__REQUEST A__:
In the account below of writing a first fantasy novel, where did the proto-manuscript begin?

__TEXT PROVIDED__:
────────────────────

The proto-manuscript began as an idea in a notebook on a Maine beach, something just for fun, and just for me. I wasn’t seriously considering becoming a fantasy author. It was my little private project, something I showed only to my husband, who liked it. Then I showed it to a friend, who liked it. And more friends, who also liked it. So I says to myself, “Self, maybe we should try to finish this Thing—just for fun.”

I took that path, but it gradually bled into the idea that I was putting an awful lot of effort into the Thing and maybe I should have higher aspirations.  Somewhere along the way I took a week-long writing workshop with an author whose work I really admired, and she liked my proto-manuscript very much. She wasn’t a fantasy author, and didn’t have the right connections to sell it, but her faith in my work made a huge difference.

So after a decade or so of just-for-fun-turned-obsession, I found myself with a gigantic novel to sell. The next step was to teach myself to market. That took months. I did my homework and sent out carefully crafted query packets to dozens of carefully researched agents. The rejections began to roll in, most of them generic postcards. But one agent did tell me that the Thing was too long, and that I should split it in two and add a plot arc to be resolved in the first book. If I did that, she’d look at it again. I took her advice, spent months rewriting, and she still rejected the book.

But her advice was sound. Not long after that a very good agent took me on and sold the book to a major publisher in a matter of months. 

Looking back, I can see lots of things I wish I’d known or done differently, but there’s also a thread of tenacious effort even in the face of my own doubts that continues to surprise me.

────────────────────

__REQUEST B__:
Collect each line of the records that contains the string "rough".

────────────────────

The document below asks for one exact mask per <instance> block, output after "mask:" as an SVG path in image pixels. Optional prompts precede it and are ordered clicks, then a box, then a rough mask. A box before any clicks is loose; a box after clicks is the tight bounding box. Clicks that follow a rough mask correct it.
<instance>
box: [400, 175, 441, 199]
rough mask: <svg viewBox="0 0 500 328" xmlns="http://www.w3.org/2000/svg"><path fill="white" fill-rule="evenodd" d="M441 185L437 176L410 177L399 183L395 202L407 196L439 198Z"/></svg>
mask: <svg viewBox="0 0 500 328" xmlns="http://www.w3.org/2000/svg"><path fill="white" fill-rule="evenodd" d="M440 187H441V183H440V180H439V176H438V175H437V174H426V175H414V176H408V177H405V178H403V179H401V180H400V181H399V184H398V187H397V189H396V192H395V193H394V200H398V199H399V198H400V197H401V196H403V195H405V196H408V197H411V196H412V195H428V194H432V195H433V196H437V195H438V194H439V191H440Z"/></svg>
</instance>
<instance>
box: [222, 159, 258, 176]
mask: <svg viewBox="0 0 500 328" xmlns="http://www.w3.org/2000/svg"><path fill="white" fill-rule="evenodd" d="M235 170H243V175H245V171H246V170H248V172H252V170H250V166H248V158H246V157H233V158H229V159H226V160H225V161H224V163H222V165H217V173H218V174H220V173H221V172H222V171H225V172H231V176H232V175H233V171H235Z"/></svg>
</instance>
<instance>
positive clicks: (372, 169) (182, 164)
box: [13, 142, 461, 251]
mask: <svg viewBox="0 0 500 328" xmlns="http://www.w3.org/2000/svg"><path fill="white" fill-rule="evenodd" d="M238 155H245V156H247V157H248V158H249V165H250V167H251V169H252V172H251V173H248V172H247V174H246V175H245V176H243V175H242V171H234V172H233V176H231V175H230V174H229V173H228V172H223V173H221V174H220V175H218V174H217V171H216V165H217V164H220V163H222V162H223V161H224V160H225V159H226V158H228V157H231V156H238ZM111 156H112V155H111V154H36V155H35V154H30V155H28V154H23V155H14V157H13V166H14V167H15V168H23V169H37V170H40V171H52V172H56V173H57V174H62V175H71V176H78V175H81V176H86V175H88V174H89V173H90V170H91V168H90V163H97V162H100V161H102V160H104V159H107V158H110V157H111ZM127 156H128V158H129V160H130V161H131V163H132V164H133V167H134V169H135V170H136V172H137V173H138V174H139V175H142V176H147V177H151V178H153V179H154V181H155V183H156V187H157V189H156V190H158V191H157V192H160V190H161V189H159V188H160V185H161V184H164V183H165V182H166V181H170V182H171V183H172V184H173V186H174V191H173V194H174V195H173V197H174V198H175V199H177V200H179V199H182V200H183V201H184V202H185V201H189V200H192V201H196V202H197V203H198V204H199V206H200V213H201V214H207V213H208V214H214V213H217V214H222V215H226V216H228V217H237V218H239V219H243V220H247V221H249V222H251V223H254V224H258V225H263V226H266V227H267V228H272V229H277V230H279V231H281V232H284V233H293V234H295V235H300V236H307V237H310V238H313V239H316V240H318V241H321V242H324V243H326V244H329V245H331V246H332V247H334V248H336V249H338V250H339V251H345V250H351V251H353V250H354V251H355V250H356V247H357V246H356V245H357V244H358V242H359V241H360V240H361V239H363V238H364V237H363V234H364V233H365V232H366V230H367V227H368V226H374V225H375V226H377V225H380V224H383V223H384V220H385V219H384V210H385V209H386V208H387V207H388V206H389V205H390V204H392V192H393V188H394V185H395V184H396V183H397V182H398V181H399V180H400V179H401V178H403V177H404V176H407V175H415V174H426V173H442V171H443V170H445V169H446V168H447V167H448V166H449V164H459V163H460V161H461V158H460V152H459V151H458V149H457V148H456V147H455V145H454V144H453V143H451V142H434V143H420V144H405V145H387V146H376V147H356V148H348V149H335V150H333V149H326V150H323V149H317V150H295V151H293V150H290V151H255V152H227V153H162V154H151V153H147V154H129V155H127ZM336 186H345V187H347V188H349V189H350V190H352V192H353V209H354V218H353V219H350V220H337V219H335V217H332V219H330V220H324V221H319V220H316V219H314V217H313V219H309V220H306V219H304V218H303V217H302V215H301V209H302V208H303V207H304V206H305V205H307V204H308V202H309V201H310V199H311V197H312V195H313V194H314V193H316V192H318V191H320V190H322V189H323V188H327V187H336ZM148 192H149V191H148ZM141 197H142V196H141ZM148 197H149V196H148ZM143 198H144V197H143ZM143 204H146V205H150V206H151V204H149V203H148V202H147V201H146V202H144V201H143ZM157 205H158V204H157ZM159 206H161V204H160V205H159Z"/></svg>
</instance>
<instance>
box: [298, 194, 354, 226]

────────────────────

__ANSWER BOX A__:
It began as an idea in a notebook on a Maine beach.

__ANSWER BOX B__:
The document below asks for one exact mask per <instance> block, output after "mask:" as an SVG path in image pixels. Optional prompts precede it and are ordered clicks, then a box, then a rough mask. A box before any clicks is loose; a box after clicks is the tight bounding box. Clicks that follow a rough mask correct it.
rough mask: <svg viewBox="0 0 500 328" xmlns="http://www.w3.org/2000/svg"><path fill="white" fill-rule="evenodd" d="M441 185L437 176L410 177L399 183L395 202L407 196L439 198Z"/></svg>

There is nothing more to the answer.